» **Brief 1**
For each statement about the passage on disaster recovery plans, say yes or no depending on whether the passage agrees with it. Quote the words from the passage that decide each answer.
(a) A disaster recovery plan belongs to a business continuity plan.
(b) An incident response plan is mainly aimed at keeping the business running over the long run.
(c) Defining the plan's scope should come first in a disaster recovery plan.
» **Brief 2**
Answer these questions using the passage on disaster recovery plans.
(a) What is the name for how long a business can last without its critical functions before it suffers severe loss?
(b) Why should staff know the manual way to perform certain processes?
(c) What should be developed to assess the extent of the damage after a disaster and to monitor recovery?

» **Excerpt to read**
"""

Disasters, like bushfires and pandemics as we've seen most recently, can wreak havoc on people and businesses. There are threats locally and globally we often can’t predict, and when something unexpected happens, it highlights the necessity of planning for the worst-case scenario. This is why it's crucial for businesses to have a disaster recovery plan (DRP).
A disaster recovery plan is a part of your overall business continuity plan (BCP) and its purpose is to help your company and its staff minimise the consequences if disaster strikes and resume business as soon as possible. To clarify, a disaster recovery plan differs from an incident response plan (also a part of your BCP) as an IRP is aimed at helping you deal with a crisis immediately before, during, or after it happens whereas a DRP is more focused on getting your business back up and running so it lasts in the long run.
To make sure your plan is set to get your business up and running, you should make sure it includes certain key elements.
1. The scope of your plan
There are multiple types of crises that could affect organisations and multiple dimensions of an organisation that need to be protected, so as simple as it seems, the first part of your disaster recovery plan should define what scope it covers. For example, does it cover what to do in the event of a cyber attack or more so in the event of a natural disaster? Ideally it should cover both, but that needs to be documented.
2. Organisational roles and responsibilities
In order for recovery to take place, your organisation should have a designated disaster recovery team that is well-acquainted with the documented recovery processes and plays a specific role in the plan. Responsibilities of the recovery team should not only cover what do during and post-disaster, but also, in advance of, such as:
- Ensuring more than one person knows how to perform necessary tasks, so if something happens, there isn't the risk it won't be done properly or at all.
- Ensuring your staff know the manual way to perform certain processes (if they exist) as software or hardware might be damaged or disrupted during a disaster and not be available.
- Training of all staff, so they are prepared for how to act and do their jobs safely in the event of a disaster. Especially if your organisation operates in a high-risk environment, adequate training can significantly reduce the impact of a crisis.
3. Your critical business functions and the tolerance for downtime
Your critical business functions (CBFs) are the vital functions of your organisation that without which it cannot operate properly or at all. In determining the strategies that will help your business recover from a disaster, you have to identify these functions as well as determine how long you can last without them before experiencing severe loss. This is also know as your Recovery Time Objective or RTO. By outlining your CBFs and how long you can survive until they are restored, you can better prioritise the processes listed in your recovery plan.
4. The strategies, processes and procedures to resume your critical business functions
Now that you have identified the functions of your business that need to be restored in order for your business to run, you can design your strategies accordingly.
For each critical business function, you should document the following:
- Preventative/Recovery actions that should be taken to back up or restore the CBF
- Resources/Equipment required to facilitate those actions
- Recovery time objective (So you know how you quickly actions must happen)
- Responsibility (Who is in charge of making sure the actions happen)
You should also develop a checklist that is used to assess the extent of the damage after a disaster and monitor the recovery process.

"""

» **Data listing**
"""

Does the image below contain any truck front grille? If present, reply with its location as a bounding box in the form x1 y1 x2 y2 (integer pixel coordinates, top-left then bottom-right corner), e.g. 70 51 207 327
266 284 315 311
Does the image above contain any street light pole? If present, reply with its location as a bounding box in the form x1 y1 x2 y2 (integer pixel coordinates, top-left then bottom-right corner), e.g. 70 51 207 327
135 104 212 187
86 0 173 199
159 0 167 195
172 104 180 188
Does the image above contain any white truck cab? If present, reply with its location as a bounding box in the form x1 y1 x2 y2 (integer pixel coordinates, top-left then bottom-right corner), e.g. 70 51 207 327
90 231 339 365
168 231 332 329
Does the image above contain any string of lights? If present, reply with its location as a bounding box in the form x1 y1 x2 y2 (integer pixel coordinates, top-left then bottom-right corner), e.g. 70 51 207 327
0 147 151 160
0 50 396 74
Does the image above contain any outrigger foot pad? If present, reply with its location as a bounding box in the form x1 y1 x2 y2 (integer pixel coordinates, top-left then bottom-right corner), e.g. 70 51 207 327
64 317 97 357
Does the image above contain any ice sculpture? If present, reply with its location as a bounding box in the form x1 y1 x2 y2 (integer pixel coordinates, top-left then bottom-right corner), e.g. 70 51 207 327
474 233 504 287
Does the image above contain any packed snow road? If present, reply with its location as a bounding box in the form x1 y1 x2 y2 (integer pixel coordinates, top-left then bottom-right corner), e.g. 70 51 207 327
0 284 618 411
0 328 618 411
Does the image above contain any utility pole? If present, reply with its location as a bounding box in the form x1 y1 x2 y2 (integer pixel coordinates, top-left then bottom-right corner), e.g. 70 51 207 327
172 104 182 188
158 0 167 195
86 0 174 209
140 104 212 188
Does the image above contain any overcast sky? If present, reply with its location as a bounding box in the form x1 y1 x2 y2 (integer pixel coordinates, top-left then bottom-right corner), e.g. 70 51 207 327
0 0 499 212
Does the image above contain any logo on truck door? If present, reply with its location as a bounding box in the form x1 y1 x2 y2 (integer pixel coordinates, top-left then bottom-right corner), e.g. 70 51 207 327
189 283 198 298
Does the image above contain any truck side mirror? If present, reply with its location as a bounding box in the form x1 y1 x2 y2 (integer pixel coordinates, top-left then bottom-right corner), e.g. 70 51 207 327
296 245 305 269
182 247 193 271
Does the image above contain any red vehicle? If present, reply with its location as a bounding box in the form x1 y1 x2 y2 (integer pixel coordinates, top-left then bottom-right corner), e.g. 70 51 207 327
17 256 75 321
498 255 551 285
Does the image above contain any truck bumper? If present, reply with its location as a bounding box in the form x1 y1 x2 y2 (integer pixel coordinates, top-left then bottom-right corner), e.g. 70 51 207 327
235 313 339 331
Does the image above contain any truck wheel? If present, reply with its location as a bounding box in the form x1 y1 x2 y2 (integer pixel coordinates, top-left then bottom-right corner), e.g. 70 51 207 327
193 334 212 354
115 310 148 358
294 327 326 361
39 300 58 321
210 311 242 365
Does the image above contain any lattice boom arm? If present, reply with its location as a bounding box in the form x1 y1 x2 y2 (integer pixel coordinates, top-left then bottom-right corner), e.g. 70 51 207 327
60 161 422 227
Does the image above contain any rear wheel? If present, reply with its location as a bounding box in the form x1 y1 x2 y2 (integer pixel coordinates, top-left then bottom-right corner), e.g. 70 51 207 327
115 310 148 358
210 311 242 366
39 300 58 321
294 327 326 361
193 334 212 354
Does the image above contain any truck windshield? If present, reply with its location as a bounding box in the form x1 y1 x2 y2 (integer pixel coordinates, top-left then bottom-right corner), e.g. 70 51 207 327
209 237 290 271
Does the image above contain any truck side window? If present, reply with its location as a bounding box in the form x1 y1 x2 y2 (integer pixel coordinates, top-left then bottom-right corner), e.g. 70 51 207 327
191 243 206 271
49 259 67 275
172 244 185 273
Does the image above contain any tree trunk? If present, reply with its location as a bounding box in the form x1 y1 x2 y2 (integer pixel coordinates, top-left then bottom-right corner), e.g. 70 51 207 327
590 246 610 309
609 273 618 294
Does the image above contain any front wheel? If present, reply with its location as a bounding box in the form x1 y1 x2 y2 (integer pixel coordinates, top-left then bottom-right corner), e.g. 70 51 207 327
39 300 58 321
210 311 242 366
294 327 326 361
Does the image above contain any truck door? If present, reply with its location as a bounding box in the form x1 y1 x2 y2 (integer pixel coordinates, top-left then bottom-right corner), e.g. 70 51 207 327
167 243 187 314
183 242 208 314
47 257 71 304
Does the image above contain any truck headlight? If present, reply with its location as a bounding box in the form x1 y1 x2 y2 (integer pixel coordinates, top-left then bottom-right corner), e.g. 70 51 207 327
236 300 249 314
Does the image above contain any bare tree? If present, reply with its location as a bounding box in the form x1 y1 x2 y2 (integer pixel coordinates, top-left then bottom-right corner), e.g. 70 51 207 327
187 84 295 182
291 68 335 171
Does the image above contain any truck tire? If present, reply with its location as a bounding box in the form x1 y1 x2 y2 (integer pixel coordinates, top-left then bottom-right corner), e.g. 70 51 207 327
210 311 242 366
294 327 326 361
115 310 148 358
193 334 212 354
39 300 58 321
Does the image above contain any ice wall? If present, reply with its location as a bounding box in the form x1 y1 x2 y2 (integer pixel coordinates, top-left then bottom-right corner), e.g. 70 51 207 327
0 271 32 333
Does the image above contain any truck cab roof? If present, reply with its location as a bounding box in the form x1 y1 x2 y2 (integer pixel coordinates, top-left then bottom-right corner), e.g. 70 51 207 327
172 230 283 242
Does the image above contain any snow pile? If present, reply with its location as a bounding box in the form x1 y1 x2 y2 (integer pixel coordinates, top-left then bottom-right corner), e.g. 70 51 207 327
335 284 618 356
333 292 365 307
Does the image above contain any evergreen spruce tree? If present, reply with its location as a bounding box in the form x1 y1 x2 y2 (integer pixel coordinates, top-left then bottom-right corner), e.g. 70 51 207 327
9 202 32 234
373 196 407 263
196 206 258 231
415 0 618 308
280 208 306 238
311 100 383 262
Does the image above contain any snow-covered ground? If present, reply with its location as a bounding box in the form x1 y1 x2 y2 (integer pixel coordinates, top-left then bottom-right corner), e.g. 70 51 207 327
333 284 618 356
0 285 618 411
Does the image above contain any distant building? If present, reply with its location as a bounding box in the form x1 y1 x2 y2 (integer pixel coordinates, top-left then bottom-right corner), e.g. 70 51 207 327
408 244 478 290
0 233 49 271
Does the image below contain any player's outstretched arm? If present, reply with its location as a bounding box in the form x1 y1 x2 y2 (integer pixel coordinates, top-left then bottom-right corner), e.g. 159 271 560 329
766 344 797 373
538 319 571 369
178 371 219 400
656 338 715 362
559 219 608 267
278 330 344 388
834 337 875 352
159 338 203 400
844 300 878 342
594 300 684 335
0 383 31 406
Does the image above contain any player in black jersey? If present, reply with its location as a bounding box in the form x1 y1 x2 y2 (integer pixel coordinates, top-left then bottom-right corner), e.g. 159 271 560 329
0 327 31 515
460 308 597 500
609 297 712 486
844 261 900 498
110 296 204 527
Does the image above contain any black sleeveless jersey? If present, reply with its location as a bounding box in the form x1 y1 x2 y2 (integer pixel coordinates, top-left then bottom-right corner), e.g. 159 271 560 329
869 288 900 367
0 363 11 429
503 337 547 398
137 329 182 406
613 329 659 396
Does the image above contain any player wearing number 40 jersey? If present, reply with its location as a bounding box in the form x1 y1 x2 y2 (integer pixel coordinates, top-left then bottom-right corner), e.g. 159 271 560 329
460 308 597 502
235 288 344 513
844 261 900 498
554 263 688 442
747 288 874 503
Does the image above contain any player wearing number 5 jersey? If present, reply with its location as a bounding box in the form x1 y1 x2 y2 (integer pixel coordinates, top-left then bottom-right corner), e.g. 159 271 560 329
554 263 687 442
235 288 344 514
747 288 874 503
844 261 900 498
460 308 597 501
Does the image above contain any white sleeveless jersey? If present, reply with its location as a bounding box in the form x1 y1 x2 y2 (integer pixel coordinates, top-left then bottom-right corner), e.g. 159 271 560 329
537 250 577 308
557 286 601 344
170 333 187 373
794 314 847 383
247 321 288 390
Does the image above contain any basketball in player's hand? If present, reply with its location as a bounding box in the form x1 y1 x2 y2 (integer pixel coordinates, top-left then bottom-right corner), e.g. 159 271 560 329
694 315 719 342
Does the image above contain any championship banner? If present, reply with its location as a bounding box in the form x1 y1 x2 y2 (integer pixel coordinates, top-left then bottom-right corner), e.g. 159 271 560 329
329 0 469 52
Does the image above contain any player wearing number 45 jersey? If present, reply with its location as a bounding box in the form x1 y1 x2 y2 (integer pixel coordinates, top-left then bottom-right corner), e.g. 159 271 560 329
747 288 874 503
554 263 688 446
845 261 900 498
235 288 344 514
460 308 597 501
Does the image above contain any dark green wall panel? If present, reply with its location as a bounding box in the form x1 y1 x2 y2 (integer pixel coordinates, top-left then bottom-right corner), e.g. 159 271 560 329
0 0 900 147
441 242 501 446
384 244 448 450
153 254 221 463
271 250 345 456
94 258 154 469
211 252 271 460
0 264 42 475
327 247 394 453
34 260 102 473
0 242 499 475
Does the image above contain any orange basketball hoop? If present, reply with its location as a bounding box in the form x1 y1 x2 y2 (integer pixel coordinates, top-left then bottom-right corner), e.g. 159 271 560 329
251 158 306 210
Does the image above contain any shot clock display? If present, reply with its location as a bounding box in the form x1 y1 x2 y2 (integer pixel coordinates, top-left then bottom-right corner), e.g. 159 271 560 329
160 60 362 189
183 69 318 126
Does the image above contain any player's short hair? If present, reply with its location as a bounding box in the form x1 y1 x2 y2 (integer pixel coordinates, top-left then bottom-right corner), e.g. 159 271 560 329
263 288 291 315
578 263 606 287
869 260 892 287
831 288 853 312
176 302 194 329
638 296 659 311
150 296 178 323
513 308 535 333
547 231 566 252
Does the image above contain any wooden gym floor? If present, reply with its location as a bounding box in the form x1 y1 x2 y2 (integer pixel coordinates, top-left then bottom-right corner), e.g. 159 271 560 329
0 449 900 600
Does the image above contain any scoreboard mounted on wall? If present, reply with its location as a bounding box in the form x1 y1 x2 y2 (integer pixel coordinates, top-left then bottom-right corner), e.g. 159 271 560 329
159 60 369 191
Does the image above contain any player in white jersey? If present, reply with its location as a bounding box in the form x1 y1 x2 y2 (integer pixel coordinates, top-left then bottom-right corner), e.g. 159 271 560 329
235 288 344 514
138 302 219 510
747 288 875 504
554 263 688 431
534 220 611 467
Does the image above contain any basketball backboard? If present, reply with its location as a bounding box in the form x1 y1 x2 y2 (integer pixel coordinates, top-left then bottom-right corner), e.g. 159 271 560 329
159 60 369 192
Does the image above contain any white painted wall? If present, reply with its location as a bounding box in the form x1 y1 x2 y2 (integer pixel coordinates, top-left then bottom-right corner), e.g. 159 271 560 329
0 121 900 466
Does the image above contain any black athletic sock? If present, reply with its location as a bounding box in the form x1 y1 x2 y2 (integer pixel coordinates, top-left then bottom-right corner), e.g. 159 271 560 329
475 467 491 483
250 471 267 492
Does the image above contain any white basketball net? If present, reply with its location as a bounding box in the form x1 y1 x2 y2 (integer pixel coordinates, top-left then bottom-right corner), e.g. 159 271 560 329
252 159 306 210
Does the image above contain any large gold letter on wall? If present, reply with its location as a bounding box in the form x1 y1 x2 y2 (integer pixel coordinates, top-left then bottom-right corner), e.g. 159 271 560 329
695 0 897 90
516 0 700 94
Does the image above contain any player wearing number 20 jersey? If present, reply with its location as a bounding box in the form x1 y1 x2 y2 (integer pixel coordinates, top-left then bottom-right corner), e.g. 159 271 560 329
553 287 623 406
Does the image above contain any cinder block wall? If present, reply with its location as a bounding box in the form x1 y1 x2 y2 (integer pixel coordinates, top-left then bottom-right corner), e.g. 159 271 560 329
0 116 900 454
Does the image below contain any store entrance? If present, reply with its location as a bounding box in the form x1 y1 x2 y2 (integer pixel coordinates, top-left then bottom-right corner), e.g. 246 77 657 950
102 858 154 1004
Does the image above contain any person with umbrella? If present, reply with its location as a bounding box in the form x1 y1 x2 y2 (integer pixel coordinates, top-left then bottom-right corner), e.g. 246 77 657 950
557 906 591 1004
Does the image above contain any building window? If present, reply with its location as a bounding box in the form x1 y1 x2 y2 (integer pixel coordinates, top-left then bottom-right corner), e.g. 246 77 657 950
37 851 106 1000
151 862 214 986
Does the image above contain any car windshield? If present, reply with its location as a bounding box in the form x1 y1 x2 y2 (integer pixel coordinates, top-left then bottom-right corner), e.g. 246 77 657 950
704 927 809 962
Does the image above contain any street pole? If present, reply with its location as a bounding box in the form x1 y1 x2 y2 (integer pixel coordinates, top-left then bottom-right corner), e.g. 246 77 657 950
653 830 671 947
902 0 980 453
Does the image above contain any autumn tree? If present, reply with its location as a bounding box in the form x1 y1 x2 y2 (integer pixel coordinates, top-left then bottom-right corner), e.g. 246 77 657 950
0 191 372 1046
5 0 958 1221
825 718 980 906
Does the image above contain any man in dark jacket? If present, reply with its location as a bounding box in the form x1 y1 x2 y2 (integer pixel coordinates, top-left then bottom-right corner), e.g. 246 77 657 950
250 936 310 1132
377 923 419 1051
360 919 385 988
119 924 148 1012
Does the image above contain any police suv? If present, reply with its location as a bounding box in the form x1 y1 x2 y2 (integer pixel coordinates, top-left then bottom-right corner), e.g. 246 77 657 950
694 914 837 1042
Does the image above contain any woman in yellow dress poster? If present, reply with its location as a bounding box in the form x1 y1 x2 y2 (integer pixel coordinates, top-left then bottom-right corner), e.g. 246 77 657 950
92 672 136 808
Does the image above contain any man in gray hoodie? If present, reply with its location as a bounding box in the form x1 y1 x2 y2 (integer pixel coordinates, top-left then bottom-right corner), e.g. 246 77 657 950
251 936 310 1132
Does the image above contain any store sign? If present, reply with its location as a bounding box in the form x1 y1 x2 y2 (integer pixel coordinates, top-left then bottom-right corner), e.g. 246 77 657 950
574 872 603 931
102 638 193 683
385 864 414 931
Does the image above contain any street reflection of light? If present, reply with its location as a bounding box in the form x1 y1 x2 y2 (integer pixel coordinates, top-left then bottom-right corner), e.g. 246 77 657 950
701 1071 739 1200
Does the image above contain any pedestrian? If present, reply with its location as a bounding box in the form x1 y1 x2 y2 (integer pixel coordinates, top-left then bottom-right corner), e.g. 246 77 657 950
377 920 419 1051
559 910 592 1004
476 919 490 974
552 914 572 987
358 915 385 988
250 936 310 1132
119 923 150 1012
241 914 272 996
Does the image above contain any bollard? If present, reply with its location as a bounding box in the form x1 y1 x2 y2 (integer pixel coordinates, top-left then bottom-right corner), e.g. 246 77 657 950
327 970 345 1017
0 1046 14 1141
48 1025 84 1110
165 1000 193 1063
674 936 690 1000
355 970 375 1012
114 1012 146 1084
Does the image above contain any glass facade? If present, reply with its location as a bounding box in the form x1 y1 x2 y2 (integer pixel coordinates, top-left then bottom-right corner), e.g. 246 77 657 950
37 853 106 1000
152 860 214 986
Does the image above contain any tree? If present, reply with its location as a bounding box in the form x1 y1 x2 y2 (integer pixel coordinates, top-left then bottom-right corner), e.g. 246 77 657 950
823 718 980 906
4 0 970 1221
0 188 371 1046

"""

» **Response area 1**
(a) Yes: "A disaster recovery plan is a part of your overall business continuity plan (BCP)"
(b) No: "an IRP is aimed at helping you deal with a crisis immediately before, during, or after it happens whereas a DRP is more focused on getting your business back up and running so it lasts in the long run"
(c) Yes: "the first part of your disaster recovery plan should define what scope it covers"

» **Response area 2**
(a) The Recovery Time Objective, or RTO.
(b) Software or hardware might be damaged or disrupted during a disaster and not be available.
(c) A checklist.